Exercise prompt> Could you print every record exactly as it stands?

= Beginning of Section =

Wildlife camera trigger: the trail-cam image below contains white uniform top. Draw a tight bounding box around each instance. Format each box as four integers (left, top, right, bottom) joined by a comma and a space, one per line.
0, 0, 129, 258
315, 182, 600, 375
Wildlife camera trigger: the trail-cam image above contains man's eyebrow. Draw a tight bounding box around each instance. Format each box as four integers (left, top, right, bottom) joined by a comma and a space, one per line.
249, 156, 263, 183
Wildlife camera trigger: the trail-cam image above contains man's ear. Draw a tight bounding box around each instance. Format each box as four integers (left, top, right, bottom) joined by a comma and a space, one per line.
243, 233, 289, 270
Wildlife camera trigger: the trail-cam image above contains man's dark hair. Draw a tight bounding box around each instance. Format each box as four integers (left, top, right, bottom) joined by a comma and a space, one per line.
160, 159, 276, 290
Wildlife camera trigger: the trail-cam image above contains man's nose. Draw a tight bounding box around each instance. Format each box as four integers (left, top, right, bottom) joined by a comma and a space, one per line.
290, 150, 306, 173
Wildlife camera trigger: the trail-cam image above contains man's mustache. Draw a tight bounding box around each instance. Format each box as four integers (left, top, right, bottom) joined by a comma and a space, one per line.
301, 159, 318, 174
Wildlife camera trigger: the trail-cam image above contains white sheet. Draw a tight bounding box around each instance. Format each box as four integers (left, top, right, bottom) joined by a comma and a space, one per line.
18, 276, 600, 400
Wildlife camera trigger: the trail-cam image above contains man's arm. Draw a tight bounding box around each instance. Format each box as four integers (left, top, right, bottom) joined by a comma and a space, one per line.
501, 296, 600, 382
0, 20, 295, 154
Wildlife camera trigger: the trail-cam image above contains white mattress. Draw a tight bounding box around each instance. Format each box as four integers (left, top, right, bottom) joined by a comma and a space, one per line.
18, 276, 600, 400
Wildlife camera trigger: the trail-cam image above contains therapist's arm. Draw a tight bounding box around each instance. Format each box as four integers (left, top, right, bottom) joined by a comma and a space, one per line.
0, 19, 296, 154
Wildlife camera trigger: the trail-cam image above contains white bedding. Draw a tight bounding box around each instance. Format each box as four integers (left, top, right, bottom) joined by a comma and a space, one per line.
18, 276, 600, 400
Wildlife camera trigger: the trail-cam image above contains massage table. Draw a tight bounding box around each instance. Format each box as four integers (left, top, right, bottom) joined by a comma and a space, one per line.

= End of Section =

Solution below>
Wildlife camera trigger: the trail-cam image below contains white uniform top. Draw a tight bounding box around each instance. Format each box as four integers (left, top, right, bottom) joined by a comma and a space, one per line.
0, 0, 129, 258
315, 182, 600, 375
Wildlife camera trigger: the trail-cam image above contains man's eyebrow. Draw a tight bounding box around each instance. Format each box as four integers (left, top, right, bottom) joined by a comma and a space, one per line.
249, 156, 263, 183
Wildlife camera trigger: the trail-cam image above contains man's ear. Draw a tight bounding box around each instance. Format each box as four integers (left, top, right, bottom) joined by a comma and a space, one per line.
243, 233, 289, 270
Wildlife camera trigger: the trail-cam image above contains man's dark hair. Draw a tight bounding box around each instance. Format each box as four integers (left, top, right, bottom) joined by a comma and a space, one per line.
160, 159, 276, 290
Wildlife camera trigger: the trail-cam image above contains man's nose. Draw a tight bounding box around each instance. Format each box as four integers (left, top, right, bottom) joined by a comma and a space, one per line.
290, 150, 306, 173
Wildlife camera trigger: the trail-cam image above contains man's mustache. Draw a tight bounding box around each instance. Format each box as four integers (left, top, right, bottom) joined by a comma and a space, one per line.
301, 159, 318, 174
Wildlife camera trigger: the trail-cam image above contains white sheet. Draw a tight bounding box around each instance. Format each box as four integers (left, top, right, bottom) joined by a comma and a space, one per line.
18, 276, 600, 400
Wildlife camera trigger: the trail-cam image above contains man's arm. Draw a tight bounding box around each instance. Format each box as four integers (left, top, right, bottom) joined by a comma and a space, one per line.
501, 296, 600, 382
0, 20, 295, 154
Wildlife camera trigger: the trail-cam image above contains white mattress. Draw a tight bounding box around each instance. Format each box as four integers (left, top, right, bottom) joined by a comma and a space, one per line.
18, 276, 600, 400
Wildlife camera trigger: the trail-cam image above contains therapist's arm. Draw a tight bounding box around each instance. Format each box as four integers (left, top, right, bottom) joined by a comma and a space, one per line.
0, 19, 296, 154
Wildlife camera trigger: the trail-cam image above contains white bedding. Draw a tight bounding box around each instance. Format each box as four integers (left, top, right, bottom) joined by a comma and a space, one per line.
18, 276, 600, 400
Wildlife camera trigger: the trail-cam image above contains massage table. Draw a tight bounding box around each instance. Format each box as four integers (left, top, right, bottom) joined by a comma and a space, one per line.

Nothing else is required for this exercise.